Task goal:
Extend the passage on the NSF-funded island bird research, starting right after its last sentence.

# start of Text section

The three-year grant is a renewal of one initially received from the NSF in 2003; however, this is a project that has been in process for more than sixteen years.
"Receiving this grant from the NSF is great for Andrews," Henson comments. "It enables us to buy computers and supplies for the research and to hire lots of students. The research experience for both undergraduates and master's students is wonderful. The grant also gives Andrews a chance to collaborate with other universities."
Each summer, the investigators spend 10-12 weeks on the island, counting the birds and studying their behavior. They are joined by groups of both undergraduate and graduate students from Andrews and Walla Walla, who participate in the research for two-week stints. Undergraduates participating in the summer study receive the Research Experience for Undergraduates fellowship from NSF, as well as the chance to co-author papers that are published in peer-reviewed journals.

# end of Text section
# start of Data shown

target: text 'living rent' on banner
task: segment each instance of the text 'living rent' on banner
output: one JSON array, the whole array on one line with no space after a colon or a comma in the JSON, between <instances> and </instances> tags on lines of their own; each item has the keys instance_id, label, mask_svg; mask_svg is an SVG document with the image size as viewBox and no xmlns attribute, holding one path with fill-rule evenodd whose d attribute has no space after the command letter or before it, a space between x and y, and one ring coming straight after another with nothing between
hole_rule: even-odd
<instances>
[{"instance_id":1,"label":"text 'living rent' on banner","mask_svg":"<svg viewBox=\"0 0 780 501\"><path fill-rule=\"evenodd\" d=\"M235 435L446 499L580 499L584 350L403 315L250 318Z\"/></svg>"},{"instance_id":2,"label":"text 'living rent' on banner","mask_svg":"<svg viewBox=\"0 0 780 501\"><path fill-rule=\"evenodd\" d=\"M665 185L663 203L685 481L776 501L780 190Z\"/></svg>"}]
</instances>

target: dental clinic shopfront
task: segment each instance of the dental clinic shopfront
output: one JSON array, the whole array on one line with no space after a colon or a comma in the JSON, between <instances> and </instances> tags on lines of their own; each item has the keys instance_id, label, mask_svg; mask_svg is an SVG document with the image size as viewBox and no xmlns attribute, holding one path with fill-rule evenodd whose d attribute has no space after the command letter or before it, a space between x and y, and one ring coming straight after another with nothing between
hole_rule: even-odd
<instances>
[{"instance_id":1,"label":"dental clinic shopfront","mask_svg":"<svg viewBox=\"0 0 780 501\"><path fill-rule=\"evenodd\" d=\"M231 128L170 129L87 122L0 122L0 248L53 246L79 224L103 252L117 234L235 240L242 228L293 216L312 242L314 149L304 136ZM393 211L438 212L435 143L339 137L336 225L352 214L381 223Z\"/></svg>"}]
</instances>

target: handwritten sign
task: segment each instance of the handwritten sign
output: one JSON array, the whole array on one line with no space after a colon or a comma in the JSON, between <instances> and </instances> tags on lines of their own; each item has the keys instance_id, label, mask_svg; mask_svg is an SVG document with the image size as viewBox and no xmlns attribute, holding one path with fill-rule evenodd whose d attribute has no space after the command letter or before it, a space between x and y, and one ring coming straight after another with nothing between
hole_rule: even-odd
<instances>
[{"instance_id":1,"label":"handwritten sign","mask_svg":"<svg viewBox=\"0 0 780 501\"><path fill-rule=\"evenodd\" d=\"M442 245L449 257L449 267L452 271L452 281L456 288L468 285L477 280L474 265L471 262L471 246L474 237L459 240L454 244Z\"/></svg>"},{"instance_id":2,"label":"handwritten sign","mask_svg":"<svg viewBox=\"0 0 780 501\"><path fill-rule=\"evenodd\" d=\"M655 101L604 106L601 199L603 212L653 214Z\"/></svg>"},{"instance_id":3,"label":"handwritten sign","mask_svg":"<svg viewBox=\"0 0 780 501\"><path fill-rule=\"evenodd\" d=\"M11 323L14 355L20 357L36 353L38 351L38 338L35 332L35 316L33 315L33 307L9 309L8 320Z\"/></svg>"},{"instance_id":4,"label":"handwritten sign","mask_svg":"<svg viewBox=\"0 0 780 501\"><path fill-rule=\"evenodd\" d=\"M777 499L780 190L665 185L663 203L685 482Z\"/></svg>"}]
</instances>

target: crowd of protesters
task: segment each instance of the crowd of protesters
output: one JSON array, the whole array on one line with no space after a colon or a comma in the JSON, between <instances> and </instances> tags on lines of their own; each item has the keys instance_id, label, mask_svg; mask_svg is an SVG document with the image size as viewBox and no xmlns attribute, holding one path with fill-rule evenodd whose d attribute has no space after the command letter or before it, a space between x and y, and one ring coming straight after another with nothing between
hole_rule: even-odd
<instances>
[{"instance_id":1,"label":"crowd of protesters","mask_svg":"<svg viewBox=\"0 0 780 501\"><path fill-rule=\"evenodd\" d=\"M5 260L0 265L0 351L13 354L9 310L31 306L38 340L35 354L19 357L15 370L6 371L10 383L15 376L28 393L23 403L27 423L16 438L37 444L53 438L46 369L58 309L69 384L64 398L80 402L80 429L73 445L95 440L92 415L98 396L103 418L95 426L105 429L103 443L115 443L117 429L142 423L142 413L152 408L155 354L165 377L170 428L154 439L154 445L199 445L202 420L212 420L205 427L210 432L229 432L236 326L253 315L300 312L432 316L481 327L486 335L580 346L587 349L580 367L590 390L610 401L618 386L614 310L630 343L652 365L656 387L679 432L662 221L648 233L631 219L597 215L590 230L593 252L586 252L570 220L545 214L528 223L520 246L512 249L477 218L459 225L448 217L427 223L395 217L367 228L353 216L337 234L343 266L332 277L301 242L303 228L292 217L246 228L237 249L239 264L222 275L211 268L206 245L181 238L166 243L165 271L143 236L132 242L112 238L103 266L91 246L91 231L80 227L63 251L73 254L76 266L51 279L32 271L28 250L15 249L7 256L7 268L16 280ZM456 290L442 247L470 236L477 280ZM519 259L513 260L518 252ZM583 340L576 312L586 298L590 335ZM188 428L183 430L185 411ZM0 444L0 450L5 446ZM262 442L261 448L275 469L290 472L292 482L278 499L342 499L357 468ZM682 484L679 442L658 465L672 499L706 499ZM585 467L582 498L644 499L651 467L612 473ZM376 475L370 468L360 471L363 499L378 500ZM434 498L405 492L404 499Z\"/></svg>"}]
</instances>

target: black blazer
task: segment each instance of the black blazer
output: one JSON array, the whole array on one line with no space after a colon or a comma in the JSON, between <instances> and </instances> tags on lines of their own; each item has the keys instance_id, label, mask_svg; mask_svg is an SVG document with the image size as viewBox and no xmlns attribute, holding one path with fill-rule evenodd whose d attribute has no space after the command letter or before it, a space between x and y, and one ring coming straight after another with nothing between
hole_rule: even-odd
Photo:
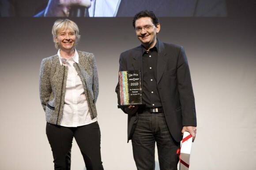
<instances>
[{"instance_id":1,"label":"black blazer","mask_svg":"<svg viewBox=\"0 0 256 170\"><path fill-rule=\"evenodd\" d=\"M140 45L120 54L119 71L140 70L142 72L142 48ZM180 142L183 126L196 126L188 60L182 47L159 41L158 54L157 87L169 131L175 140ZM118 83L116 88L118 103L119 89ZM137 118L138 113L128 115L128 141L132 139Z\"/></svg>"}]
</instances>

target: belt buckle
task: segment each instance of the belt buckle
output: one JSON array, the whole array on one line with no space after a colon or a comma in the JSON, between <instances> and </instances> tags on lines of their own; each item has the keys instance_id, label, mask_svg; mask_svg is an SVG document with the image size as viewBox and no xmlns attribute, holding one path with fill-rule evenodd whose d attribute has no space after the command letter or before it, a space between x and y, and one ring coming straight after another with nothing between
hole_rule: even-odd
<instances>
[{"instance_id":1,"label":"belt buckle","mask_svg":"<svg viewBox=\"0 0 256 170\"><path fill-rule=\"evenodd\" d=\"M154 108L151 108L150 109L150 112L151 113L159 113L158 108L155 107Z\"/></svg>"}]
</instances>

# end of Data shown

Response for this exercise:
While at the island, which measures only about a mile and a half long by a half mile wide, the research team stays in a cabin, seven miles by boat from the closest town. Working sixteen-hour days beginning at 5:30 am, the students and researchers spend their time at the top of a hundred-foot bluff overlooking thousands of gulls, doing scan counts of sample areas at the top of each hour (a process that takes 20-30 minutes) which track both the number of gulls and their behavior. The goal is to develop mathematical models that will enable the prediction of animal behavior in these habitats.
"I can sit in my office here at Andrews and predict how many birds will be in the colony and the percentage of which will be sleeping at any time next summer, given certain weather conditions," explains Henson.
"The individual birds move independently of one another," continues Hayward. "It looks like mass chaos, but it's not. A pattern emerges as you look at the group level."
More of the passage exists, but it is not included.